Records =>

---

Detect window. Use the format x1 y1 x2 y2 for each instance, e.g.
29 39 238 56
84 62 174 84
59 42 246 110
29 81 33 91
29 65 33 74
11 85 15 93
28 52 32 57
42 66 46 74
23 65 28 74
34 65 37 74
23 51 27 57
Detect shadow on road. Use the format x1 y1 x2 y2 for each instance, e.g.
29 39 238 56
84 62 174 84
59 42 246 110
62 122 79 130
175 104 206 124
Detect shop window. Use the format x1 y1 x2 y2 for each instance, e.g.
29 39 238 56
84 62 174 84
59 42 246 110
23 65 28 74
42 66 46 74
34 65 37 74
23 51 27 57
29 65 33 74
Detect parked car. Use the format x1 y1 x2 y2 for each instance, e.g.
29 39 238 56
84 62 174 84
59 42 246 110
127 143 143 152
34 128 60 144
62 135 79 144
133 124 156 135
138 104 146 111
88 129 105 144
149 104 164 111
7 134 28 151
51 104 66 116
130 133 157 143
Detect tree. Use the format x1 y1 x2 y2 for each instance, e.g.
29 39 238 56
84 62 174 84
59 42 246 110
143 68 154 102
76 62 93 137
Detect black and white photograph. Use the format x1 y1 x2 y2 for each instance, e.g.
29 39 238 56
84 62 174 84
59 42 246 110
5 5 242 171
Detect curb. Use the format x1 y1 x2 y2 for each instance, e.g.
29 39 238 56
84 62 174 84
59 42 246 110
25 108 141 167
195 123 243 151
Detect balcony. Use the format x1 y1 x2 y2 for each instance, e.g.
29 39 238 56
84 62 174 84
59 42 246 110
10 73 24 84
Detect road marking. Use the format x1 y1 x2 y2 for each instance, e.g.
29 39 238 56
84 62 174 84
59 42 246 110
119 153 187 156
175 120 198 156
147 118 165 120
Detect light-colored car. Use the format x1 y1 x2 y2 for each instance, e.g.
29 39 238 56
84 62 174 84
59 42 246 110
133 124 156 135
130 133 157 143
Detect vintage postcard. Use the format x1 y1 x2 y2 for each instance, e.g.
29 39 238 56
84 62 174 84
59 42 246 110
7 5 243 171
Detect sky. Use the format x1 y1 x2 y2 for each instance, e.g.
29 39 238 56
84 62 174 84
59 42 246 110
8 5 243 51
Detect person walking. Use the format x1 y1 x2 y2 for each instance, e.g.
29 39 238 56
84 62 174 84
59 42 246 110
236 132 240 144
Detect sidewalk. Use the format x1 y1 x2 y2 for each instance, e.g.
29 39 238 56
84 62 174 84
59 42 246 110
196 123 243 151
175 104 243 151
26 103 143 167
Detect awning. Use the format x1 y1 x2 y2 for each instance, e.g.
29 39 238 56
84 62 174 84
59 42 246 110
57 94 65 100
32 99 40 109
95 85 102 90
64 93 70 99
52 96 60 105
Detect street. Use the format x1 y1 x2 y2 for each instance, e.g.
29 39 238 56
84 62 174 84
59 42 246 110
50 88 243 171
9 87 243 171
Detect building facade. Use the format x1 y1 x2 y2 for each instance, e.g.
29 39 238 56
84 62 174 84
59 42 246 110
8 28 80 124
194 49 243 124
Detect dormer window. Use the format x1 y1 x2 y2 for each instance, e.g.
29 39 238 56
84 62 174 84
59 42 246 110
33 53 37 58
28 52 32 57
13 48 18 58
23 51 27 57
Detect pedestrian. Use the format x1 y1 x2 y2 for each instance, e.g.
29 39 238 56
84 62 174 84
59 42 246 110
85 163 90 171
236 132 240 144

---

GIVEN PROBLEM =>
Reproduce every line of the data above verbatim, from the first line through the last.

WRITTEN SOLUTION =>
Detect window. Use the format x1 y1 x2 y2 for each instance, e.g.
29 39 238 56
84 62 174 84
59 42 246 110
29 81 33 91
29 65 33 74
11 85 15 93
28 52 32 57
42 66 46 74
23 65 28 74
34 65 37 74
23 51 27 57
Detect shadow on road. Use the format x1 y1 x2 y2 for each instance, e.g.
29 39 238 56
84 62 174 84
59 42 246 110
62 122 79 130
175 104 206 124
Detect shop window. Use the format x1 y1 x2 y2 for each instance, e.g.
29 39 238 56
84 62 174 84
59 42 246 110
23 65 28 74
42 66 46 74
34 65 37 74
23 51 27 57
29 65 33 74
Detect parked car. Use the format x1 y1 x2 y2 for each instance, e.g.
29 39 238 56
84 62 174 84
59 42 246 110
127 143 143 152
34 128 60 144
62 135 79 144
133 124 156 135
138 104 146 111
88 129 105 144
149 104 164 111
7 134 28 151
51 104 66 116
130 133 157 143
Detect tree. Use the format x1 y1 x2 y2 for each instance, e.g.
29 39 238 56
84 62 174 84
59 42 246 110
143 68 154 102
76 62 93 137
Detect black and white photograph. Use the format x1 y1 x2 y2 for each instance, e.g.
29 39 238 56
84 62 174 84
59 42 246 110
5 5 242 171
Detect curb. Use the format x1 y1 x2 y2 for each instance, e.g.
29 39 238 56
84 62 174 84
59 42 246 110
25 108 141 167
195 123 243 151
Detect balcony. Use the format x1 y1 x2 y2 for each instance, e.g.
29 39 238 56
84 62 174 84
59 42 246 110
10 73 24 84
Detect road marking. Use the format x1 y1 x2 y2 for each instance, e.g.
29 39 238 56
84 62 174 84
59 42 246 110
119 153 187 156
175 120 198 156
147 118 165 120
Detect light-colored car. Use the format x1 y1 x2 y2 for each instance, e.g.
29 39 238 56
84 62 174 84
59 42 246 110
133 124 156 135
130 133 157 143
Detect vintage postcard. Use the format x1 y1 x2 y2 for each instance, e.g.
29 39 238 56
84 62 174 84
59 42 246 110
7 5 243 171
Detect sky. Use the format x1 y1 x2 y2 for each instance, e.g.
29 39 238 56
84 62 174 84
59 42 246 110
8 5 243 51
Detect person walking. Use the format x1 y1 x2 y2 for each instance, e.g.
29 39 238 56
84 62 174 84
59 42 246 110
236 132 240 144
Detect sidewalk. Use the format x1 y1 x2 y2 for each instance, e.g.
29 39 238 56
84 62 174 84
59 42 246 110
196 123 243 151
175 104 243 151
26 103 143 167
Detect awning. Use the format x1 y1 x2 y2 for each instance, e.g.
29 39 238 56
84 62 174 84
59 42 246 110
57 94 65 100
32 99 40 109
95 85 102 90
64 93 70 99
52 96 60 105
Detect street. Use the format x1 y1 x2 y2 for each instance, e.g.
29 39 238 56
84 62 174 84
59 42 246 110
50 88 243 171
9 87 243 171
Detect building facade. Use the format x1 y1 x2 y2 for each instance, e.g.
29 39 238 56
84 62 174 84
59 42 246 110
8 28 80 124
194 49 243 124
Detect dormer window. Use the format x1 y1 x2 y2 for each instance, e.g.
29 39 238 56
84 62 174 84
59 42 246 110
33 53 37 58
28 52 32 57
13 48 18 58
23 51 27 57
Detect pedestrian. Use the format x1 y1 x2 y2 for each instance, e.g.
29 39 238 56
84 62 174 84
59 42 246 110
85 163 90 171
236 132 240 144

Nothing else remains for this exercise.